- 31.03.2021 | 15:40 | Karel Hron
Univerzita Palackého v Olomouci, Česká Republika
Orthogonal decomposition and analysis of bivariate densities
in Bayes spaces
A new orthogonal decomposition for bivariate probability densities embedded in Bayes Hilbert spaces will be presented. It allows one to represent a density into independent and interactive parts, the former being built as the product of revised definitions of marginal densities and the latter capturing the dependence between the two random variables being studied. The developed framework opens new perspectives for dependence modelling (which is commonly performed through copulas), and allows for the analysis of dataset of bivariate densities, in a Functional Data Analysis perspective.
------------------------------------------------------------------------------------------- - 14.04.2021 | 15:40 | Richard Samworth
University of Cambridge, UK
USP: An independence test that improves on Pearson's chi-squared
and the G-test
We introduce the U-Statistic Permutation (USP) test of independence in the context of discrete data displayed in a contingency table. Either Pearson's chi-squared test of independence, or the Generalised Likelihood Ratio test (G-test), are typically used for this task, but we argue that these tests have serious deficiencies, both in terms of their inability to control the size of the test, and their power properties. By contrast, the USP test is guaranteed to control the size of the test at the nominal level for all sample sizes, has no issues with small (or zero) cell counts, and is able to detect distributions that violate independence in only a minimal way. The test statistic is derived from a U-statistic estimator of a natural population measure of dependence, and we prove that this is the unique minimum variance unbiased estimator of this population quantity. In the last quarter of the talk, I will show how this is a special case of a much more general methodology and theory for independence testing.

(Provided information):
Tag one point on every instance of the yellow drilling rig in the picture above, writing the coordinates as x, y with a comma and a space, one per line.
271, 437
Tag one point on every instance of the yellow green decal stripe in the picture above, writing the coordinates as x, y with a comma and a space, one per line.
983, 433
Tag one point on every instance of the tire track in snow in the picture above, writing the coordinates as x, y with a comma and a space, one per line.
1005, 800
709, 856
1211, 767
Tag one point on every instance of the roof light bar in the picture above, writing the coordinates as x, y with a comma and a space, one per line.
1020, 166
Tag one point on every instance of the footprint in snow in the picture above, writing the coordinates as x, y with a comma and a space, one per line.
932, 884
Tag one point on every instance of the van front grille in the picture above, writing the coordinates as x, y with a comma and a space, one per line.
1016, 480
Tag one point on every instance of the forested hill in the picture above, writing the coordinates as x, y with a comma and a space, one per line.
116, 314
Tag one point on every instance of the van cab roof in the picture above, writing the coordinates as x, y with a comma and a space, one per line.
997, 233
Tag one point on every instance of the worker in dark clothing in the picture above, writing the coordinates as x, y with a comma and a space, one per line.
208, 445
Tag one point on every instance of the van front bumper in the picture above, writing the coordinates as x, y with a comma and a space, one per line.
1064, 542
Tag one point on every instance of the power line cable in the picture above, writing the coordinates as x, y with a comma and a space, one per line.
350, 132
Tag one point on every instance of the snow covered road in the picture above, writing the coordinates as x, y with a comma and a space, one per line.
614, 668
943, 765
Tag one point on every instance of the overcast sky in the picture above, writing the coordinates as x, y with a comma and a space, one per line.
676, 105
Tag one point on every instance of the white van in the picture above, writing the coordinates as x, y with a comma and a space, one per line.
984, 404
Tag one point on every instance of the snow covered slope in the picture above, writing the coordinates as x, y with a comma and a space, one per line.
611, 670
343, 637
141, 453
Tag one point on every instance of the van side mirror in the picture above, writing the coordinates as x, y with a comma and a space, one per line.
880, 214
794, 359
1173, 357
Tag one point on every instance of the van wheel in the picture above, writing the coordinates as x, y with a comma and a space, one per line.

(Work instruction):
Reproduce the seminar listing word for word, starting at "- 31.03.2021 |" and continuing up to and including "Data Analysis perspective.". Draw only on the seminar listing.

(Response to the task):
- 31.03.2021 | 15:40 | Karel Hron
Univerzita Palackého v Olomouci, Česká Republika
Orthogonal decomposition and analysis of bivariate densities
in Bayes spaces
A new orthogonal decomposition for bivariate probability densities embedded in Bayes Hilbert spaces will be presented. It allows one to represent a density into independent and interactive parts, the former being built as the product of revised definitions of marginal densities and the latter capturing the dependence between the two random variables being studied. The developed framework opens new perspectives for dependence modelling (which is commonly performed through copulas), and allows for the analysis of dataset of bivariate densities, in a Functional Data Analysis perspective.